## Dataset entries
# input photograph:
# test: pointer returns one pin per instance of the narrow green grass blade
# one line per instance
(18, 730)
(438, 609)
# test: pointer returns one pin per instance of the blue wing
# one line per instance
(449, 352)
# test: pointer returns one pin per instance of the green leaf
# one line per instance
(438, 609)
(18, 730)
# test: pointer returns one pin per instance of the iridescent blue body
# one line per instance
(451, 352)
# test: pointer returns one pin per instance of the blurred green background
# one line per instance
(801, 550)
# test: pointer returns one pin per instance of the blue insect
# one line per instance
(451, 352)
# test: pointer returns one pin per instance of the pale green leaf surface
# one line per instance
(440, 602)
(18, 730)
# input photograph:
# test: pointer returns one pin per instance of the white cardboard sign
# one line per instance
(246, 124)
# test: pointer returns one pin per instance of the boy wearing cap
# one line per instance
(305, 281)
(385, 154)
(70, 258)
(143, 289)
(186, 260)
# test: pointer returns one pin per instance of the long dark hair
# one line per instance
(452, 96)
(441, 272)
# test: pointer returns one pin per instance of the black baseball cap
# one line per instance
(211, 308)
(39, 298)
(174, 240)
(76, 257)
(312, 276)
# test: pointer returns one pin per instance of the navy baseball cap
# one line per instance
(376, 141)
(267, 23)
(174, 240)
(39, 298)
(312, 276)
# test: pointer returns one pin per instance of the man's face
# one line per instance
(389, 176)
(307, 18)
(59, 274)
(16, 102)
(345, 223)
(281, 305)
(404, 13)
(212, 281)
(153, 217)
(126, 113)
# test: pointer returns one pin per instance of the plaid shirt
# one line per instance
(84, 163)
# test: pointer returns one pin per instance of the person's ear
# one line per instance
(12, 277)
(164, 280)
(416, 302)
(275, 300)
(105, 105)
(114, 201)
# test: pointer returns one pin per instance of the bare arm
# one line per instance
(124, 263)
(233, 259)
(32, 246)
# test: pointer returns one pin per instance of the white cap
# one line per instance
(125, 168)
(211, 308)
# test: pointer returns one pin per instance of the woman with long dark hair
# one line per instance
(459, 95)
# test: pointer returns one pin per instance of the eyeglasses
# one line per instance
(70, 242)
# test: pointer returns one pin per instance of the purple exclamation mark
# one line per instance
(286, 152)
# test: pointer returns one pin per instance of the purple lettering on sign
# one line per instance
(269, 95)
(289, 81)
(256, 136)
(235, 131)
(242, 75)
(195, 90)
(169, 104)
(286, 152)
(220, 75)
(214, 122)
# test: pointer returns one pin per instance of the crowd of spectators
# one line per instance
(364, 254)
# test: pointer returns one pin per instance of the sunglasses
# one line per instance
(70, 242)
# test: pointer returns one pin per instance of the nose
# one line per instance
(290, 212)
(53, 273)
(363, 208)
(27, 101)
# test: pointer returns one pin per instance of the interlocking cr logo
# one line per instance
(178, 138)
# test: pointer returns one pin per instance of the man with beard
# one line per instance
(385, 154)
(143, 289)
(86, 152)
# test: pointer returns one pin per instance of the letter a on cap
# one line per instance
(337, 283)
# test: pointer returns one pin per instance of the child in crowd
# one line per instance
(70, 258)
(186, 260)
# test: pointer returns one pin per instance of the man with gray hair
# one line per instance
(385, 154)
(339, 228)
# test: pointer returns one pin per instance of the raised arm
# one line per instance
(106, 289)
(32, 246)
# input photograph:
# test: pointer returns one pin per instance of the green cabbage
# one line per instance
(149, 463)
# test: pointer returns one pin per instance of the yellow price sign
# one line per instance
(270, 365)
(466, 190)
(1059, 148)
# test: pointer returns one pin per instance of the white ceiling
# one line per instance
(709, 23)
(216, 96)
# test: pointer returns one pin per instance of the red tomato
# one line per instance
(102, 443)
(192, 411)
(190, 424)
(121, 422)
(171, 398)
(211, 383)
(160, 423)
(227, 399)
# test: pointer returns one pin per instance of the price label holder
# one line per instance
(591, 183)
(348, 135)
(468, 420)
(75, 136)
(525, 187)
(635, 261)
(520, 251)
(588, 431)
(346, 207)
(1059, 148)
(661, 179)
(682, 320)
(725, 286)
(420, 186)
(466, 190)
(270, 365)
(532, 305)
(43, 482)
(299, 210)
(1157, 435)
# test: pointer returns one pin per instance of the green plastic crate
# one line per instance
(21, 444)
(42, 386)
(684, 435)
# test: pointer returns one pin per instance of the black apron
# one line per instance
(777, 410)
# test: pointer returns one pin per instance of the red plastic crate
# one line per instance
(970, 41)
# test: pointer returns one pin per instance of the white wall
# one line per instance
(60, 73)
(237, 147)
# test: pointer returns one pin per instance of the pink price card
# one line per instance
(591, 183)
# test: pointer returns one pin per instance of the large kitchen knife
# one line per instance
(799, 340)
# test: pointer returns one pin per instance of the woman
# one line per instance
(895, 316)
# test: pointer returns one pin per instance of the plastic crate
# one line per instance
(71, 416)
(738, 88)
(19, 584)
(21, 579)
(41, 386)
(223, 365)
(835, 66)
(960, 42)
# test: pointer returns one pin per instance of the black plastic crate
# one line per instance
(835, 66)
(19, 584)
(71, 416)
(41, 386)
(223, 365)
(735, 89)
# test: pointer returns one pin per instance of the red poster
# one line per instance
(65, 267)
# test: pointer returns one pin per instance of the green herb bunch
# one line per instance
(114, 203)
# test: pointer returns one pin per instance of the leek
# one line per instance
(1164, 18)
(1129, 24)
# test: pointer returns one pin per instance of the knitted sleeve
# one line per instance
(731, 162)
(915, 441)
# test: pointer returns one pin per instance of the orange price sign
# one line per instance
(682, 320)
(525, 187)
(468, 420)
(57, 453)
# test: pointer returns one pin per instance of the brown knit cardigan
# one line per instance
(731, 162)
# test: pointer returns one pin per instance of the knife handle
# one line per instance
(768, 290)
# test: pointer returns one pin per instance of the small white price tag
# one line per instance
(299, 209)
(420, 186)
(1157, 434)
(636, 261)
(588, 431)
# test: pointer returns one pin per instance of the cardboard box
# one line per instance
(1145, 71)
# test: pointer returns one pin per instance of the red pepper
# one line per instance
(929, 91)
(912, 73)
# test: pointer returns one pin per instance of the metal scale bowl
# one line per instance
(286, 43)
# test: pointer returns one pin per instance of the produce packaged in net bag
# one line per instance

## Your assignment
Only those lines of the entries above that run from the line containing "# test: pointer returns one pin per instance of the long" to the line containing "# test: pointer returns one pin per instance of the man's", both included, should be transcribed exactly.

## Your solution
# test: pointer returns one pin per instance of the long dark hair
# one line per instance
(452, 96)
(441, 272)
# test: pointer returns one pin per instance of the black baseball cap
# one line per instance
(211, 308)
(39, 298)
(174, 240)
(76, 257)
(312, 276)
# test: pointer returns one pin per instance of the navy baseball cap
# one line per instance
(376, 141)
(267, 23)
(174, 240)
(39, 298)
(312, 276)
# test: pointer returns one pin per instance of the man's face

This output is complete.